(数据集行)
+++

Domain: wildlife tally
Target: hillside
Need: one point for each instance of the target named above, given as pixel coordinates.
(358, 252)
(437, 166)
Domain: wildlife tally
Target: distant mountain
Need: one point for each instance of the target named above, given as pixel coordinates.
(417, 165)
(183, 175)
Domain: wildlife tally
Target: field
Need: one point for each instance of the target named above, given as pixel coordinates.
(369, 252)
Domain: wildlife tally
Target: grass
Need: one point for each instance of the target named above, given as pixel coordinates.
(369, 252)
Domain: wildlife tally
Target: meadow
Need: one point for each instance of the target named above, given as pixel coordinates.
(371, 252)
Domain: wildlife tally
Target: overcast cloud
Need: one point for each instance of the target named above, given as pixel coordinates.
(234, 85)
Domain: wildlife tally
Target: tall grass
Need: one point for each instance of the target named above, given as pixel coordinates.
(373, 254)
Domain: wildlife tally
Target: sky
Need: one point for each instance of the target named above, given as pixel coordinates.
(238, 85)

+++

(题目要求)
能否把上面整份清单中的“wildlife tally”全部替换成“wildlife census”，其余一字不改，重新写出这份清单？

(书面答案)
Domain: wildlife census
Target: hillside
Need: one point for each instance of the target named above, given as pixel coordinates.
(358, 252)
(437, 166)
Domain: wildlife census
Target: distant mountain
Need: one point for each instance of the target named above, given as pixel coordinates.
(417, 165)
(183, 175)
Domain: wildlife census
Target: field
Need: one point for each instance of the target named above, given as pixel coordinates.
(369, 252)
Domain: wildlife census
Target: grass
Need: one point for each instance of the target named above, given as pixel coordinates.
(369, 252)
Domain: wildlife census
Target: meadow
Need: one point for each instance of the target named above, given as pixel coordinates.
(371, 252)
Domain: wildlife census
Target: overcast cloud
Need: one point for each instance of the target named above, given as pixel coordinates.
(234, 85)
Domain: wildlife census
Target: tall grass
Need: one point for each instance of the target named above, given as pixel coordinates.
(373, 254)
Domain: wildlife census
Target: sky
Need: one point for each instance of the target named above, given as pixel coordinates.
(238, 85)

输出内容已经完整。